Buys behält auch jeweils neue Freizeittrends in Belgien im Auge. «Die Belgier sind in den letzten Jahren zu richtigen Rennveloenthusiasten geworden. Als Hotel reagieren wir mit entsprechenden Freizeitangeboten darauf.»
Preissensible Kunden
Herman Buys weiss: «Für belgische Gäste ist Essen und Trinken sehr wichtig.» Morgens, mittags und abends steht in seinen beiden Häusern deshalb ein Buffet für die Gäste bereit. Ergänzt wird das Angebot durch ein extra Kindermenü, auf niedrigeren Tischen serviert, sodass sich die kleinen Gäste selbst bedienen können.
Die belgischen Gäste schätzen zudem das All-Inclusive-Paket. «So wissen sie vorher schon, wie viel der ganze Urlaub kostet», sagt Buys. Selbst bei Ausflügen entstehen in der Region keine Nebenkosten: Die Benutzung von Rhätischer Bahn, Postauto und Bus ist in einem Umkreis von rund 50 Kilometern im Preis mit drin.
Eine Win-win-Situation, findet Buys: «Der ÖV in der Region bekommt so mehr Fahrgäste, was ihm hilft, das Angebot aufrechtzuerhalten. Und wir können unseren Gästen ein Komplettpaket anbieten, das auch die Mobilität vor Ort miteinschliesst.» Hinzu komme ein psychologischer Vorteil: Da der Schweizer Franken mittlerweile 1:1 zum Euro stehe, seien Schweiz-Ferien für Gäste aus dem Euroraum noch teuer geworden. Aber durch das All-Inclusive-Paket fühle es sich für die belgischen Gäste nicht so teuer an.
Eigenheiten des Benelux-Marktes
Clevere ÖV-Angebote und der richtige Marketingmix
Armando Troncana leitet das Schweiz-Tourismus-Büro Benelux mit Niederlassungen in Amsterdam und Brüssel. Er weiss, was bei diesem Markt wichtig ist. Fünf Tipps vom Experten.
Geheimtipp für den Herbst
Die Niederländer sind ausgesprochene Outdoor-Enthusiasten, Wandern und Radfahren haben bei ihnen Volkssportcharakter. In die Schweiz reist diese Gästegruppe, um genau diese Aktivitäten auszuüben – und zwar in einer intakten Berg- und Naturwelt. Diesen Trumpf gilt es beim Markt Niederlande auszuspielen.

## AUFGABENSTELLUNG:
**A.** Kannst du aus dem Text über Gäste aus dem Benelux-Raum wörtlich wiedergeben, was mit den Worten „Preissensible Kunden“ beginnt und nach „Preis mit drin.“ aufhört?
**B.** Kannst du den Text über Gäste aus dem Benelux-Raum im Anschluss an seinen letzten Satz weiterführen?
Für das Folgende wird das Material nicht gebraucht.

## BEREITGESTELLTES MATERIAL:
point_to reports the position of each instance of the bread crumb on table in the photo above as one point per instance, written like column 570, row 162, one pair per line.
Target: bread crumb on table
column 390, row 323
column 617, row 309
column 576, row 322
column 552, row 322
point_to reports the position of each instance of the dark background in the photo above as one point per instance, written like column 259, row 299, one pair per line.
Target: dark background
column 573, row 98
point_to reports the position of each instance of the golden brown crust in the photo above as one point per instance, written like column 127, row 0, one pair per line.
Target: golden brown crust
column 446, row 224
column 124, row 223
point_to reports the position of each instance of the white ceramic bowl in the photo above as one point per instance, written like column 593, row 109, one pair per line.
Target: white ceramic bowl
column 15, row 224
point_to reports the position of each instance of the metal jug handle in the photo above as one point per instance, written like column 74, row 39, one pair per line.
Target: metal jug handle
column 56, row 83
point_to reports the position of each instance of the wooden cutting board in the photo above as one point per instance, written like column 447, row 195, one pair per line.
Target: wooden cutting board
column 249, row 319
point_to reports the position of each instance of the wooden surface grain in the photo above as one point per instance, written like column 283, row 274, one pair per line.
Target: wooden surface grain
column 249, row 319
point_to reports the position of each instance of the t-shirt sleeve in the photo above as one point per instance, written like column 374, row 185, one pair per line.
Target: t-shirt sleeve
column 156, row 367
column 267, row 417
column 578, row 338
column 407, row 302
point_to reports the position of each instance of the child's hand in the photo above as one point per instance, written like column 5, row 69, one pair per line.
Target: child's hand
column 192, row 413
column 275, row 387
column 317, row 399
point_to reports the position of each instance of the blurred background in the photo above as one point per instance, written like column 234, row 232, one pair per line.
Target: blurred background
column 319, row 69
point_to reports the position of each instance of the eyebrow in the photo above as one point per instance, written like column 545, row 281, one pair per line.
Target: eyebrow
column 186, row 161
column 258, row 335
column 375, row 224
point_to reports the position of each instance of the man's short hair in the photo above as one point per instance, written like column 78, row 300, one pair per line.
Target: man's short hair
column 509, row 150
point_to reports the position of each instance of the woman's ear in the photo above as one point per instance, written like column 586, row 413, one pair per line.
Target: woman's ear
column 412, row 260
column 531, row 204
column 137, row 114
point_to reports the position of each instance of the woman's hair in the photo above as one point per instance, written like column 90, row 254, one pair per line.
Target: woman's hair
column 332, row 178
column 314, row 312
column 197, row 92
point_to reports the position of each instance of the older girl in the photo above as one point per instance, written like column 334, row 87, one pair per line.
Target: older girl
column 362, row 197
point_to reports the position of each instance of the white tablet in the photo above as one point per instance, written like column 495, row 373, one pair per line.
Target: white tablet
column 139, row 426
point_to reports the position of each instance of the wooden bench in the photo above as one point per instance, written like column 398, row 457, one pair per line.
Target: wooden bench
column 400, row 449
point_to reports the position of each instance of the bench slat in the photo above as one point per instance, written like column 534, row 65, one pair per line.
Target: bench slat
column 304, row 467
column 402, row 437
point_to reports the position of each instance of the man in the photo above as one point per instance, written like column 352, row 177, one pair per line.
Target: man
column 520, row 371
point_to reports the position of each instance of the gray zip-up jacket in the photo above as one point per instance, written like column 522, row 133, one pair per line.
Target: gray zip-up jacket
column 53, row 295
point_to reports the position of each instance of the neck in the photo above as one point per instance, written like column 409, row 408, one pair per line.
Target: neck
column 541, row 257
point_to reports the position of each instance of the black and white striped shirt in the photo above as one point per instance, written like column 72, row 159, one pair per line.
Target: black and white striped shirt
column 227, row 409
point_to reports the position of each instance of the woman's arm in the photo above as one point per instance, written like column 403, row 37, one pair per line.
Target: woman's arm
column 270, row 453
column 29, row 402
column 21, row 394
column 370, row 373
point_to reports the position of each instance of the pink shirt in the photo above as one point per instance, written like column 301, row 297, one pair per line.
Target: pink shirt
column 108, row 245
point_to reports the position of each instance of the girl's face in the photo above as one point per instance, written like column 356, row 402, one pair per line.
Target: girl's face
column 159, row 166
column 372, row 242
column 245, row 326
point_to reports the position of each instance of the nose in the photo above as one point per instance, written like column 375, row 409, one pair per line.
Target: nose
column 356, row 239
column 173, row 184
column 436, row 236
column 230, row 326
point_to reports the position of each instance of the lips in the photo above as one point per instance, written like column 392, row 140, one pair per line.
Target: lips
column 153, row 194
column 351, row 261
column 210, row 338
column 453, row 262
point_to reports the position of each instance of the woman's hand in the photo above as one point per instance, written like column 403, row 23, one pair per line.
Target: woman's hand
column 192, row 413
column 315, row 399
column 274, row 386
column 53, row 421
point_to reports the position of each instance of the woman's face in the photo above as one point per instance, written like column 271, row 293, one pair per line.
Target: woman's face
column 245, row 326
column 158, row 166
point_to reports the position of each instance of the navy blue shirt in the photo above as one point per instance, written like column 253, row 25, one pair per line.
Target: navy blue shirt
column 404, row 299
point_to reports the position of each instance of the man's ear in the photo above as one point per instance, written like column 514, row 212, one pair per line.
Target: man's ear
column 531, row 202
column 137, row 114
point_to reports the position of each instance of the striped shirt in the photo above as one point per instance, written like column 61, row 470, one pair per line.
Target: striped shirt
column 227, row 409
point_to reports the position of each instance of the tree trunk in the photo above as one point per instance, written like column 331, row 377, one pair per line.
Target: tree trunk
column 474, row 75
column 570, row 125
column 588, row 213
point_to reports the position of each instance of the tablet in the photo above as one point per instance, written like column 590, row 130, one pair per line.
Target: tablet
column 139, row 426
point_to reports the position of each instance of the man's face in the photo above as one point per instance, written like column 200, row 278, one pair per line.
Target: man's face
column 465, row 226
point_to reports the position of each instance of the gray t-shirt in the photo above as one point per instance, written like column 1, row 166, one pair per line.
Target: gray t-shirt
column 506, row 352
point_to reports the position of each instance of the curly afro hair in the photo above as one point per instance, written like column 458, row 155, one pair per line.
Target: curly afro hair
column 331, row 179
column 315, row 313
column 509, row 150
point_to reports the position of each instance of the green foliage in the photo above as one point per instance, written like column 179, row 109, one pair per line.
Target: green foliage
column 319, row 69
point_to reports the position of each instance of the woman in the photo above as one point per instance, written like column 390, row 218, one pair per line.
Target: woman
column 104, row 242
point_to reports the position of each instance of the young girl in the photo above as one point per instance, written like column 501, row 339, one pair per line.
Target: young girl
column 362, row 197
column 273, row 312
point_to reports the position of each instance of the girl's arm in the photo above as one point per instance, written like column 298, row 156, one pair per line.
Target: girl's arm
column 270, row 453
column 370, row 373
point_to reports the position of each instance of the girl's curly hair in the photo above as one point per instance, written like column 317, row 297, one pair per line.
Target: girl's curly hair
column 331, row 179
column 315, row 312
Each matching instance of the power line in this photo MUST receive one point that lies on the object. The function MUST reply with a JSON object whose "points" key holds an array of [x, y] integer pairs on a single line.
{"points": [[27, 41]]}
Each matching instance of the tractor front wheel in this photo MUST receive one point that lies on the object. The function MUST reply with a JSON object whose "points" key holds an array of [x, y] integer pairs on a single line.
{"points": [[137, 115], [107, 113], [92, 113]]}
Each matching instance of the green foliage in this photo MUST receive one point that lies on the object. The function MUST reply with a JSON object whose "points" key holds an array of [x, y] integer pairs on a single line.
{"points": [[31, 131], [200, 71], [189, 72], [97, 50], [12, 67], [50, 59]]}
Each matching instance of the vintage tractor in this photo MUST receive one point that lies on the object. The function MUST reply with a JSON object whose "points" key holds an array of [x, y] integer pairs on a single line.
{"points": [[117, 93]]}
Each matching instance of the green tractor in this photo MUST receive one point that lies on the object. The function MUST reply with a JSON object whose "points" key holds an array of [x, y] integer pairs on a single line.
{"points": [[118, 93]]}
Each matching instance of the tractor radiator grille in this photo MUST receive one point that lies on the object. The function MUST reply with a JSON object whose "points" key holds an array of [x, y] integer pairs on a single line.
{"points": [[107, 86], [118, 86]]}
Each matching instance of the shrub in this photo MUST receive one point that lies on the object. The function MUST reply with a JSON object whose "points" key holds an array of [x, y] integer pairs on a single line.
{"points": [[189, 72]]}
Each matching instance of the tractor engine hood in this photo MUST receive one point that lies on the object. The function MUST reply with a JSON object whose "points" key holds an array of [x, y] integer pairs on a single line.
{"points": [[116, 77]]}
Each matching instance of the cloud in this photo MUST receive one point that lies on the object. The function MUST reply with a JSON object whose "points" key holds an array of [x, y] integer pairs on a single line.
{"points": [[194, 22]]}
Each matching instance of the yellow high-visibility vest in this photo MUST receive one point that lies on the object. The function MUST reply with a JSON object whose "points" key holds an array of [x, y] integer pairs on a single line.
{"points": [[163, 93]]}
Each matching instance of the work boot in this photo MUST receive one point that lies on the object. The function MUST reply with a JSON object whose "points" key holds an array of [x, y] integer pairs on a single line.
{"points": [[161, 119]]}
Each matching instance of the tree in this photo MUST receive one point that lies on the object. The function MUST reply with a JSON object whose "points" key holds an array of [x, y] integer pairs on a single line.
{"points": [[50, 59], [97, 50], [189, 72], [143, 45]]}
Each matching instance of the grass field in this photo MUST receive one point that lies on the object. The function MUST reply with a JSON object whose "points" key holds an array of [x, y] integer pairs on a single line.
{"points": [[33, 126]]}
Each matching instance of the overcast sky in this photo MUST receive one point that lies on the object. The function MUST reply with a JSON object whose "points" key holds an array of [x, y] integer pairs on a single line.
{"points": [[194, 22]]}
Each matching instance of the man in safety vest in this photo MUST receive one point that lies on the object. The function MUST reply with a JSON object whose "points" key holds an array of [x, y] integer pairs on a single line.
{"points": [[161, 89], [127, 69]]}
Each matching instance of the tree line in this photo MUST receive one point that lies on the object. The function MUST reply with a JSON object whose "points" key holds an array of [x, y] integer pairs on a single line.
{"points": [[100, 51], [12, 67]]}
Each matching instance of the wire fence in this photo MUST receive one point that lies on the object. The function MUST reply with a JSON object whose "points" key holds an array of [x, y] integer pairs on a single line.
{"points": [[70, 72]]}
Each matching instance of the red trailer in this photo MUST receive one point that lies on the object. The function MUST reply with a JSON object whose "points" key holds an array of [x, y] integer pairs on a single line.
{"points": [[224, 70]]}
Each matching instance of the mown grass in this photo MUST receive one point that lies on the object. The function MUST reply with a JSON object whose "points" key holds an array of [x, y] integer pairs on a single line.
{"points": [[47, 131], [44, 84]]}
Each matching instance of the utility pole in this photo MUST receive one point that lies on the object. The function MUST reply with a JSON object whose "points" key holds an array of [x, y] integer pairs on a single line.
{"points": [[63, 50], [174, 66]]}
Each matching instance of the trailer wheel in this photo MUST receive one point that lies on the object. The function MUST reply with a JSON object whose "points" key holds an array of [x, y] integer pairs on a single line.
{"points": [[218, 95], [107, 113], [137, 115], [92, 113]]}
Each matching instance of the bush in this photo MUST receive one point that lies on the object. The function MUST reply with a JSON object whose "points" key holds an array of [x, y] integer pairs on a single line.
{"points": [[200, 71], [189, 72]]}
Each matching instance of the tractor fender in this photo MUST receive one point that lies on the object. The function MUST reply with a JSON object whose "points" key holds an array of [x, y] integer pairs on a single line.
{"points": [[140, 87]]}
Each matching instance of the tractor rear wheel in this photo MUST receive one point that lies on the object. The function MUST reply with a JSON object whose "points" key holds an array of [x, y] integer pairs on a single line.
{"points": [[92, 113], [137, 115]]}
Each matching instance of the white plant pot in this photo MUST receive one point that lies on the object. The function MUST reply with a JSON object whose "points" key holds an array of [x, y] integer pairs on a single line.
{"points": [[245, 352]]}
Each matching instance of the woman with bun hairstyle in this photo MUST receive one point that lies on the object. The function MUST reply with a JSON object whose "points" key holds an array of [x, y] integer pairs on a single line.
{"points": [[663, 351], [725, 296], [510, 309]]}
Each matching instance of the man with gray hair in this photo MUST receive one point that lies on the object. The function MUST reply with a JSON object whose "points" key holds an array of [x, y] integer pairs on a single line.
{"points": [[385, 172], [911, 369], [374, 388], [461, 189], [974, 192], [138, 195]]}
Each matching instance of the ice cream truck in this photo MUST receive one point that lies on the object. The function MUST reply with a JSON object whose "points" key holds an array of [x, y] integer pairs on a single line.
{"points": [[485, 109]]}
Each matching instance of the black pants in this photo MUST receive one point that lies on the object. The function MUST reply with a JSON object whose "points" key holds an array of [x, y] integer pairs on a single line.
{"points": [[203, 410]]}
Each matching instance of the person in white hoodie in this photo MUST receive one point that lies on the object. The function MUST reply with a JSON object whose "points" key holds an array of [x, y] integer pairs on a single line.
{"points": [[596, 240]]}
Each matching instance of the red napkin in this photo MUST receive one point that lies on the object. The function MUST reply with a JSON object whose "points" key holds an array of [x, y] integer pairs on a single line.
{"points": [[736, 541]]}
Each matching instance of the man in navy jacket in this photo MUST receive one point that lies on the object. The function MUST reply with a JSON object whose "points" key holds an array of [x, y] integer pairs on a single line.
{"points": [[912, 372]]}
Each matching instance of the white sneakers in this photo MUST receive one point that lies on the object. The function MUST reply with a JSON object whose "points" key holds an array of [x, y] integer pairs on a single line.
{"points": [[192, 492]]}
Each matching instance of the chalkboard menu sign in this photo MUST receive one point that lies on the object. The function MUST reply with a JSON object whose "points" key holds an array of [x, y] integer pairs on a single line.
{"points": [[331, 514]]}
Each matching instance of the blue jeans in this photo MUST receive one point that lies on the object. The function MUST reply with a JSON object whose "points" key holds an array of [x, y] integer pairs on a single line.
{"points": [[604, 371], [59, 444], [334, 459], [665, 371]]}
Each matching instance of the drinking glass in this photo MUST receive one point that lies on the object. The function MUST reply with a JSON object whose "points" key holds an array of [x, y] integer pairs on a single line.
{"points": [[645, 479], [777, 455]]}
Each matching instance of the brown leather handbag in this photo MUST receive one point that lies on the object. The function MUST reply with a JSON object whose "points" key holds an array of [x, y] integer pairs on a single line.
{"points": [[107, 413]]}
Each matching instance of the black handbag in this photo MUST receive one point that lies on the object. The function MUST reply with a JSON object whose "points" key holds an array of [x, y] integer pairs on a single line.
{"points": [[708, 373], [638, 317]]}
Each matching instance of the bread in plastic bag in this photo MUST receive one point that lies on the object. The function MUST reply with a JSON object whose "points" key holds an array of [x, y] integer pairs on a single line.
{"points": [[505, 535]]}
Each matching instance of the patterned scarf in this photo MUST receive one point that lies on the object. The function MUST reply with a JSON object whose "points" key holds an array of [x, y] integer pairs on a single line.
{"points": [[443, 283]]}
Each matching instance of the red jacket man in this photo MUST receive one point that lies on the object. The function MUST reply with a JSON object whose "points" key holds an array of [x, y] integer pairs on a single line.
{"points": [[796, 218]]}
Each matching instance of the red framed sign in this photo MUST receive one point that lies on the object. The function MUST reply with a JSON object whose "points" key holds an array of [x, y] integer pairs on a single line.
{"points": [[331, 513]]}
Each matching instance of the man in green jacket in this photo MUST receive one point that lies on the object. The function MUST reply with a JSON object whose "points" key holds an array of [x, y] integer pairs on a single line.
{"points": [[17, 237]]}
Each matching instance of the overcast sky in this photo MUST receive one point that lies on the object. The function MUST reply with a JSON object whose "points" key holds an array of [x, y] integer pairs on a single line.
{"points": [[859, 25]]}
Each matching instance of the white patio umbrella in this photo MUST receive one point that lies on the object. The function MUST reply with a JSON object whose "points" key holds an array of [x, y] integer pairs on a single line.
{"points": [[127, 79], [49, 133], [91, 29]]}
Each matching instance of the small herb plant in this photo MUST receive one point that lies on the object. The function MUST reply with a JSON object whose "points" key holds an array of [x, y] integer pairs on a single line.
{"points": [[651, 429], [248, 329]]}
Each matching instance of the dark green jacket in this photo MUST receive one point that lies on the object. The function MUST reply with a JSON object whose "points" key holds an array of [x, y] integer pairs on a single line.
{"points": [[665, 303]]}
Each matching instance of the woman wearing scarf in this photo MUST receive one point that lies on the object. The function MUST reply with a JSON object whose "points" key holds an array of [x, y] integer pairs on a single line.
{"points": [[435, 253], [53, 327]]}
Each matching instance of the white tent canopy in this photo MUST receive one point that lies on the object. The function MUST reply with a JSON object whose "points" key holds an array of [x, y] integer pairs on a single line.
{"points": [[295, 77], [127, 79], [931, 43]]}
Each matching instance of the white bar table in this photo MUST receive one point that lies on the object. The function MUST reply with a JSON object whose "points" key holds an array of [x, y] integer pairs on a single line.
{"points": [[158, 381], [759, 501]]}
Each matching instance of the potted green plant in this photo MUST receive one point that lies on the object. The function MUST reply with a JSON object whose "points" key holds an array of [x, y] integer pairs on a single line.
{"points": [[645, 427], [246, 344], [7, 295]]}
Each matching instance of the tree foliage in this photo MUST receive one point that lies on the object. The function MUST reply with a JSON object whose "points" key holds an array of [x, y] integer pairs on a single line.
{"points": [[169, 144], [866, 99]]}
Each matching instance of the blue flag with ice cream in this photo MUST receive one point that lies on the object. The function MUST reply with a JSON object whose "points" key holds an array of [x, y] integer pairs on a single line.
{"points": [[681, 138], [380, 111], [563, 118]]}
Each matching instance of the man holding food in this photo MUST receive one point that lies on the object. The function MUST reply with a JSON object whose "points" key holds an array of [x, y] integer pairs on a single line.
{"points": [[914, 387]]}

## ENDGÜLTIGE ANTWORTEN:
**A.**
Preissensible Kunden
Herman Buys weiss: «Für belgische Gäste ist Essen und Trinken sehr wichtig.» Morgens, mittags und abends steht in seinen beiden Häusern deshalb ein Buffet für die Gäste bereit. Ergänzt wird das Angebot durch ein extra Kindermenü, auf niedrigeren Tischen serviert, sodass sich die kleinen Gäste selbst bedienen können.
Die belgischen Gäste schätzen zudem das All-Inclusive-Paket. «So wissen sie vorher schon, wie viel der ganze Urlaub kostet», sagt Buys. Selbst bei Ausflügen entstehen in der Region keine Nebenkosten: Die Benutzung von Rhätischer Bahn, Postauto und Bus ist in einem Umkreis von rund 50 Kilometern im Preis mit drin.

**B.**
Die Gäste sind treu und suchen nach Angeboten mit gutem Preis-Leistungs-Verhältnis. Und: Sie sind auch in den kleineren und weniger bekannten Destinationen anzutreffen. Grundsätzlich hat also jeder Schweizer Touristenort die Chance, sie mit der richtigen Ansprache zu erreichen. Dafür bietet sich zum Beispiel der kommende Herbst an. Im September und Oktober wächst die Zahl der niederländischen Gäste im hohen Einkommensbereich, die meist ohne Kinder reisen. Wer in diesem Jahr eine Werbeoffensive in den Niederlanden starten will, kann genau da ansetzen.
Umstieg auf den ÖV leicht gemacht
Über 30 Prozent der niederländischen Gäste touren durch die Schweiz – mit dem Zug auf der «Grand Train Tour of Switzerland» oder mit dem Auto auf der «Grand Tour of Switzerland». Berge, Land und Städte so zu einem Gesamterlebnis Schweiz zu kombinieren, das ist die typisch niederländische Art des Reisens.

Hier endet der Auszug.